##### Records to use #####

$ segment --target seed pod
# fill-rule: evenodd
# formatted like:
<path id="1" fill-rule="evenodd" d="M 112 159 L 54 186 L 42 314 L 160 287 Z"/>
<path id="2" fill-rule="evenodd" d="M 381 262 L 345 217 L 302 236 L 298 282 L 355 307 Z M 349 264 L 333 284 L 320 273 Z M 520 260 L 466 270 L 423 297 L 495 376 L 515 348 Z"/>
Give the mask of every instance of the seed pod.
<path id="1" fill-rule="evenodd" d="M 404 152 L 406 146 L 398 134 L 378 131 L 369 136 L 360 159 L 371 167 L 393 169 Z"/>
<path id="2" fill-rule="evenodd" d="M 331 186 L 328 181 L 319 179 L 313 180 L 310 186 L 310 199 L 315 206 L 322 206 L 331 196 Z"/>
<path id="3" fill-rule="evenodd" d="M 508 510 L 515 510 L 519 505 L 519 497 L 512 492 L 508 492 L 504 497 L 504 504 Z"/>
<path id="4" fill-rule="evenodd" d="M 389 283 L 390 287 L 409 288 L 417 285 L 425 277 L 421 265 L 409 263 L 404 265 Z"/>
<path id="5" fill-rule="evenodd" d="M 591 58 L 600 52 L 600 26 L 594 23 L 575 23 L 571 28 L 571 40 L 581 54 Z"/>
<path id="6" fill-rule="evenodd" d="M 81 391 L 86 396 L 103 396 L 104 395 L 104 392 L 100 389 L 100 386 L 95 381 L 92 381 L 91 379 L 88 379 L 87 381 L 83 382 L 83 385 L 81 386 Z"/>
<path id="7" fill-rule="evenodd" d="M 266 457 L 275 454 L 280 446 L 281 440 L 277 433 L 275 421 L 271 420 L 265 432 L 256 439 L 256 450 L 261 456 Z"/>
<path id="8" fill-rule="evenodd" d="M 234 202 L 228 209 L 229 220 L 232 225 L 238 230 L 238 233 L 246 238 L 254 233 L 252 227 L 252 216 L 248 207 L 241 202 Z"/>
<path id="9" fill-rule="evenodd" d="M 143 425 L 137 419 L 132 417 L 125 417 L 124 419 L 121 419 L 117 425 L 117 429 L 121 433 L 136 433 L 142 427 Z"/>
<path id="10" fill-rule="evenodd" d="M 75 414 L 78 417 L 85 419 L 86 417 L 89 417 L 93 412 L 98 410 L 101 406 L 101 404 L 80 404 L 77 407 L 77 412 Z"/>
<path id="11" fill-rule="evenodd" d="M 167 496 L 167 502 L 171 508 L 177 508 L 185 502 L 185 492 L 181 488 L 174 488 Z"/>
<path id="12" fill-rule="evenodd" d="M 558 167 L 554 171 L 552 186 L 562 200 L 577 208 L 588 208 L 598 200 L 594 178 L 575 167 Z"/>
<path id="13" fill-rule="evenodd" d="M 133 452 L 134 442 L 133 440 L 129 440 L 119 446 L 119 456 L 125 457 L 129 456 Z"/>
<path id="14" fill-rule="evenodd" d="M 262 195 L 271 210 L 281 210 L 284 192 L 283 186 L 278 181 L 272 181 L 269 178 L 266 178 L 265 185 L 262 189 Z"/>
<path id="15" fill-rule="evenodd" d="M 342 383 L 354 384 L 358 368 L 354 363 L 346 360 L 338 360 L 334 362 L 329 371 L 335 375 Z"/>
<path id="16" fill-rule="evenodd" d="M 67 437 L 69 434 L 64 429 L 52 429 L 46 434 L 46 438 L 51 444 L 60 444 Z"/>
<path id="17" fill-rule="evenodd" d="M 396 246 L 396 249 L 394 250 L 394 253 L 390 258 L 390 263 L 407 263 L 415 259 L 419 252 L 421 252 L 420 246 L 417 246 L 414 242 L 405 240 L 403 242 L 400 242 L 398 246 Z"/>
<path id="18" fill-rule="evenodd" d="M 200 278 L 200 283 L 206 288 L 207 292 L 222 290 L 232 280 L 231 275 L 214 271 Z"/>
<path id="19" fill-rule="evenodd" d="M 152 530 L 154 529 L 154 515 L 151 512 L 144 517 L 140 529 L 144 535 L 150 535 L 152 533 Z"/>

#####

Work to complete: Each line must be set down again exactly as above, with no line omitted.

Response:
$ segment --target seed pod
# fill-rule: evenodd
# formatted like:
<path id="1" fill-rule="evenodd" d="M 112 159 L 54 186 L 42 314 L 160 287 Z"/>
<path id="2" fill-rule="evenodd" d="M 381 262 L 345 217 L 302 236 L 298 282 L 355 307 Z M 349 264 L 333 284 L 320 273 Z M 520 260 L 466 270 L 423 297 L 495 376 L 515 348 Z"/>
Give the mask of every instance of the seed pod.
<path id="1" fill-rule="evenodd" d="M 404 152 L 406 146 L 398 134 L 378 131 L 369 136 L 360 159 L 371 167 L 393 169 Z"/>
<path id="2" fill-rule="evenodd" d="M 331 186 L 328 181 L 319 179 L 313 180 L 310 186 L 310 199 L 315 206 L 322 206 L 331 196 Z"/>
<path id="3" fill-rule="evenodd" d="M 508 510 L 515 510 L 519 505 L 519 497 L 512 492 L 508 492 L 504 497 L 504 504 Z"/>
<path id="4" fill-rule="evenodd" d="M 389 283 L 390 287 L 409 288 L 417 285 L 425 277 L 421 265 L 409 263 L 404 265 Z"/>
<path id="5" fill-rule="evenodd" d="M 591 58 L 600 52 L 600 26 L 594 23 L 575 23 L 571 28 L 571 40 L 581 54 Z"/>
<path id="6" fill-rule="evenodd" d="M 81 391 L 86 396 L 103 396 L 104 395 L 104 392 L 100 389 L 100 386 L 95 381 L 92 381 L 91 379 L 88 379 L 87 381 L 83 382 L 83 385 L 81 386 Z"/>
<path id="7" fill-rule="evenodd" d="M 266 457 L 275 454 L 280 446 L 281 440 L 277 433 L 275 421 L 271 420 L 265 432 L 256 439 L 256 450 L 261 456 Z"/>
<path id="8" fill-rule="evenodd" d="M 234 202 L 228 209 L 229 220 L 232 225 L 238 230 L 238 233 L 246 238 L 254 233 L 252 227 L 252 216 L 248 207 L 241 202 Z"/>
<path id="9" fill-rule="evenodd" d="M 143 425 L 137 419 L 132 417 L 125 417 L 124 419 L 121 419 L 117 425 L 117 429 L 121 433 L 136 433 L 142 427 Z"/>
<path id="10" fill-rule="evenodd" d="M 75 414 L 78 417 L 85 419 L 86 417 L 89 417 L 93 412 L 98 410 L 101 406 L 101 404 L 80 404 L 77 407 L 77 412 Z"/>
<path id="11" fill-rule="evenodd" d="M 167 496 L 167 502 L 171 508 L 177 508 L 185 502 L 185 492 L 181 488 L 174 488 Z"/>
<path id="12" fill-rule="evenodd" d="M 558 167 L 554 171 L 552 186 L 562 200 L 577 208 L 588 208 L 598 200 L 594 178 L 575 167 Z"/>
<path id="13" fill-rule="evenodd" d="M 133 452 L 134 442 L 133 440 L 129 440 L 119 446 L 119 456 L 125 457 L 129 456 Z"/>
<path id="14" fill-rule="evenodd" d="M 262 195 L 271 210 L 281 210 L 284 192 L 283 186 L 278 181 L 272 181 L 269 178 L 266 178 L 265 185 L 262 189 Z"/>
<path id="15" fill-rule="evenodd" d="M 342 383 L 354 384 L 358 368 L 354 363 L 346 360 L 338 360 L 334 362 L 329 371 L 335 375 Z"/>
<path id="16" fill-rule="evenodd" d="M 67 437 L 69 434 L 64 429 L 52 429 L 46 434 L 46 438 L 51 444 L 60 444 Z"/>
<path id="17" fill-rule="evenodd" d="M 396 246 L 396 249 L 394 250 L 394 253 L 390 258 L 390 263 L 407 263 L 415 259 L 419 252 L 421 252 L 420 246 L 417 246 L 414 242 L 405 240 L 403 242 L 400 242 L 398 246 Z"/>
<path id="18" fill-rule="evenodd" d="M 200 278 L 200 283 L 206 288 L 207 292 L 222 290 L 232 280 L 231 275 L 214 271 Z"/>
<path id="19" fill-rule="evenodd" d="M 152 530 L 154 529 L 154 515 L 151 512 L 144 517 L 140 529 L 144 535 L 150 535 L 152 533 Z"/>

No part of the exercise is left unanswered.